[BEGIN Page excerpt]

FIG. 4 depicts an example of a modified 3D scene utilizing depth-guided text-based editing of 3D NeRFs. As shown in FIG. 4, the results of the techniques described herein are displayed for a scene including a teddy bear. For the scene depicted in FIG. 4, the input views are displayed on the left column as the “Original” input view. Each subsequent column after the “Original” input view column illustrates the generated modified 3D scene based on varying text prompts such as “Racoon,” “Red Panda,” “Grizzly Bear,” and “Panda Bear.” Object masks are extracted depending on user-specified regions of interest of the scene. The object masks are rendered in the lower corner of the modified 3D scenes of FIG. 4. As shown in FIG. 4, the modified 3D scenes generated by the techniques described herein enable a realistic appearance that closely matches the input prompt with high-frequency texture details and consistent geometry. For example, the teddy bear is edited to a variety of different animals (e.g., raccoon, red panda, grizzly bear, panda bear). As illustrated by FIG. 4, the edited teddy bear has view-consistent edits and is highly realistic for multiple edits.

Although not shown in FIG. 4, the techniques described herein can also be used for 3D object insertion into the 3D scene as part of the 3D scene modification. Similar to the above-described techniques, object insertion can utilize the scene's NeRF geometry (e.g., depth maps). For instance, extraction of the scene's geometry can be performed using a technique known as truncated signed distance function (TSDF). Using the depth maps, new objects may be introduced into the scene, such as a 3D hat, added to the teddy bear.

FIG. 5 depicts an example of a comparison between a modified 3D scene utilizing depth-guided text-based editing of 3D NeRFs as compared to conventional techniques. As shown by FIG. 5, original input images are illustrated by the column labeled as “Original Input Images.” The original input images of the teddy bear from FIG. 4 are shown in FIG. 5 and the text prompt is “a teddy bear with a rainbow tie-dye pattern.” The subsequent column after the Original Input Images column illustrates the modified 3D scene results using conventional techniques. As shown, edits to the teddy bear based on the prompt modify the entire teddy bear as well as produce undesirable edits to the background. Column three illustrates results using the conventional techniques and object masking, and column four illustrates the results using the techniques described herein. As is shown in column three, the entire teddy bear displays the modification associated with the text prompt. As compared to column four, drastic improvements are possible using the techniques described herein as the area of interest (e.g., a t-shirt region) of the teddy bear displays the modifications with the hands, head, and leg portions of the teddy bear remaining unchanged. FIG. 5 demonstrates the ability to use the techniques described herein to enable drastic edits to the input scene while also significantly improving on visual quality and texture detail.

[END Page excerpt]

### Set exercise 1
Decide whether each statement below agrees with the passage on text-guided NeRF editing, answering yes or no and quoting the words from the passage that settle it. (a) In FIG. 4, object masks appear in the lower corner of the modified scenes. (b) FIG. 4 shows a 3D hat inserted onto the teddy bear. (c) In FIG. 5, the text prompt asks for a teddy bear wearing a rainbow t-shirt.
### Set exercise 2
Resume the passage on text-guided NeRF editing, writing on from its final sentence.

[BEGIN Dataset entries]

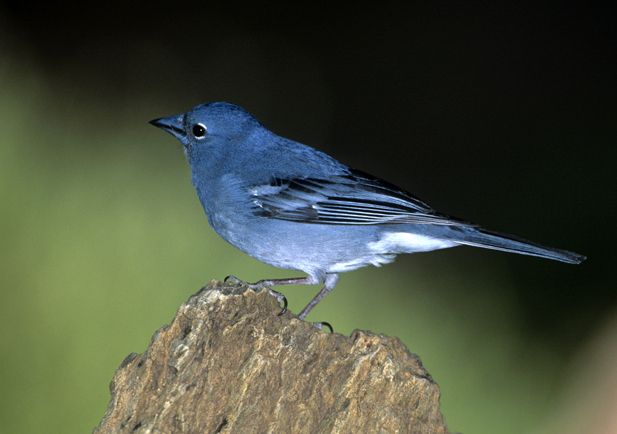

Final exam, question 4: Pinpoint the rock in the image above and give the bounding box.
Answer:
[95,281,448,433]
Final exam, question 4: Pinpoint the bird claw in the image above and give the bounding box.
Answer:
[313,321,334,334]
[223,274,244,285]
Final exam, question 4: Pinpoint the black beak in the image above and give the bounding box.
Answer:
[150,115,186,139]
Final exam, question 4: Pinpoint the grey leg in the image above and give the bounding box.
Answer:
[249,276,319,288]
[298,274,338,319]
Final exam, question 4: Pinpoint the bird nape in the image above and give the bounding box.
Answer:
[151,102,585,326]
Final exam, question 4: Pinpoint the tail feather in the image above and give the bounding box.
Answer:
[456,228,586,264]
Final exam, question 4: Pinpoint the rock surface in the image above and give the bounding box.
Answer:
[95,281,448,433]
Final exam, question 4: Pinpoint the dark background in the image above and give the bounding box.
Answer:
[0,1,617,432]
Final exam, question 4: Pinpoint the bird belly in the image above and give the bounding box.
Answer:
[368,232,457,254]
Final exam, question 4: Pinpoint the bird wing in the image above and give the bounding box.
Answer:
[249,170,469,226]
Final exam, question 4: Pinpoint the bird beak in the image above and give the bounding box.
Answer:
[150,115,186,141]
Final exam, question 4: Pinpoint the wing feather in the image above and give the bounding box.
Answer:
[249,171,469,226]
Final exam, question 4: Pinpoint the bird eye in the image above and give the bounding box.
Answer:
[193,124,208,139]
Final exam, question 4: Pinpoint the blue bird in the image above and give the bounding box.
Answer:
[150,102,585,319]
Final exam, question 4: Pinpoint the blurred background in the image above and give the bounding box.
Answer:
[0,1,617,434]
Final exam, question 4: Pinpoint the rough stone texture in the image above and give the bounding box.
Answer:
[95,281,448,433]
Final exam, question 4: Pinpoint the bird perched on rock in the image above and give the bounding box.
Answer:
[151,102,585,319]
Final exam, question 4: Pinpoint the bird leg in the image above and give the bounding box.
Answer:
[298,274,338,319]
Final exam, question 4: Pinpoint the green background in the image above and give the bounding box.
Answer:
[0,2,617,433]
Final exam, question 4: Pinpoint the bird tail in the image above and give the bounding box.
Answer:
[456,228,586,264]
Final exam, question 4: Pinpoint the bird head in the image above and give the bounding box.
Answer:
[150,102,261,153]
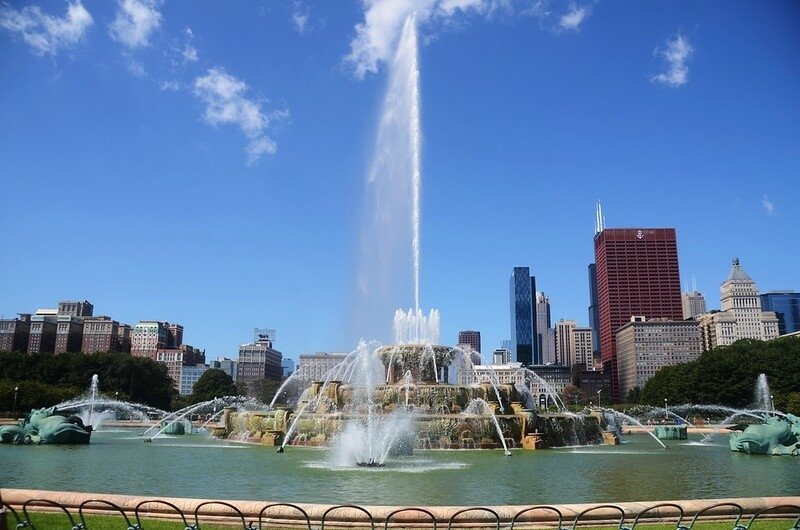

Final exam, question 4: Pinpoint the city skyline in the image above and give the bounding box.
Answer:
[0,0,800,359]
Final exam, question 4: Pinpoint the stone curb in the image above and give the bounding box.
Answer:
[0,488,800,528]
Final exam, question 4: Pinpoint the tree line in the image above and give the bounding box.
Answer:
[0,352,175,411]
[629,337,800,415]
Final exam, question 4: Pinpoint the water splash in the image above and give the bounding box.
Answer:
[354,16,422,340]
[753,374,773,410]
[463,398,511,456]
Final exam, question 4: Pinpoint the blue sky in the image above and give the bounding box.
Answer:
[0,0,800,359]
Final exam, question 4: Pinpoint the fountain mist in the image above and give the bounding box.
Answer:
[354,16,422,340]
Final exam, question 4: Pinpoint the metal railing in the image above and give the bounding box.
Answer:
[0,498,800,530]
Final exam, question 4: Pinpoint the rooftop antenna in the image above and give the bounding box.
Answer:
[594,200,606,234]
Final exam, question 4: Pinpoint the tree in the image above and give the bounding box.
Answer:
[0,352,174,409]
[192,368,237,403]
[625,386,642,403]
[641,337,800,411]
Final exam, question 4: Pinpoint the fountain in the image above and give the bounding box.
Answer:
[0,407,92,445]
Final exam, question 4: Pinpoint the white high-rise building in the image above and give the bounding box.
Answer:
[616,316,701,397]
[556,319,594,370]
[697,258,778,351]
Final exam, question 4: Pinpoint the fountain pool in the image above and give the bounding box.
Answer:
[0,428,800,505]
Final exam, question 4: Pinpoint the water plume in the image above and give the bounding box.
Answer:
[354,15,422,340]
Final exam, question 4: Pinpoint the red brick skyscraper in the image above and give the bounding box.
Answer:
[594,228,683,402]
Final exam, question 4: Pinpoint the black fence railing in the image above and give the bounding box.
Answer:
[0,498,800,530]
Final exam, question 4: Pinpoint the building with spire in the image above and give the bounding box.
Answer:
[594,204,683,402]
[697,258,778,351]
[536,292,563,364]
[681,289,706,320]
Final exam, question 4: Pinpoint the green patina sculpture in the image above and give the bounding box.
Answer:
[0,407,92,445]
[729,414,800,456]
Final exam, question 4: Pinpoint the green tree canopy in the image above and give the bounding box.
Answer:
[0,352,174,410]
[641,337,800,414]
[192,368,238,403]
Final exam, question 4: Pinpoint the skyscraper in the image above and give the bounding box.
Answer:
[458,329,481,353]
[589,263,600,357]
[509,267,542,365]
[594,225,683,401]
[536,292,556,364]
[556,318,594,370]
[681,290,706,320]
[760,291,800,335]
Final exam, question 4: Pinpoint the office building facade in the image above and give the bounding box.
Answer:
[697,258,779,351]
[297,352,347,381]
[509,267,541,366]
[236,335,283,392]
[759,291,800,335]
[681,291,706,320]
[594,228,683,402]
[536,292,559,364]
[556,319,595,370]
[212,357,239,381]
[589,263,600,357]
[0,313,31,352]
[28,309,58,353]
[81,316,131,353]
[616,316,702,399]
[457,329,481,353]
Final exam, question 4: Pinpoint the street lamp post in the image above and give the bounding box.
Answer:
[11,386,19,418]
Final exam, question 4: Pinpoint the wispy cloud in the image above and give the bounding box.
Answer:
[761,195,775,217]
[109,0,162,48]
[292,0,311,35]
[181,26,198,63]
[194,68,288,164]
[0,0,94,55]
[558,4,591,31]
[344,0,547,78]
[652,34,694,88]
[122,53,147,78]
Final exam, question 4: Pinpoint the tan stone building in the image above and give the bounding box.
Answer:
[696,258,779,351]
[616,316,702,399]
[81,316,131,353]
[556,319,594,370]
[295,352,347,381]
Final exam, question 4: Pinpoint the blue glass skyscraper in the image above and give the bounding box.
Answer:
[509,267,542,366]
[760,291,800,335]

[END Dataset entries]

### Final answer 1
(a) Yes: "The object masks are rendered in the lower corner of the modified 3D scenes of FIG. 4."
(b) No: "Although not shown in FIG. 4, the techniques described herein can also be used for 3D object insertion into the 3D scene"
(c) No: "the text prompt is “a teddy bear with a rainbow tie-dye pattern.”"

### Final answer 2
The techniques described herein may also improve the convergence rate of the edits. For example, in contrast with conventional techniques, which condition the editing of the NeRF scene on the input image, adding random amounts of noise, and slowly introducing edited images into a NeRF optimization, the present disclosure conditions the diffusion model only on the NeRF geometry (e.g., distance maps). In other words, conventional techniques must introduce individual image edits slowly into the NeRF training due to the inconsistencies in the edits, which in turn causes conventional techniques to converge much more slowly. On the contrary, the individual edits using the depth-guided text-based editing techniques described herein produce much more consistent results with a faster convergence speed. The depth-guided conditioning results in the ability to make drastic edits to the input scene while significantly improving the visual quality and texture detail. Thus, all input images may be edited simultaneously (e.g., all input images are edited at once upon execution of the scene editing system). Subsequent iterations using the techniques described by the present disclosure may then be used to finetune the quality of the output to capture the finer details associated with the text command thereby enabling the scene representation model to be trained for a large number of iterations leading to highly view-consistent results, enhanced outputs, and inclusion of finer details.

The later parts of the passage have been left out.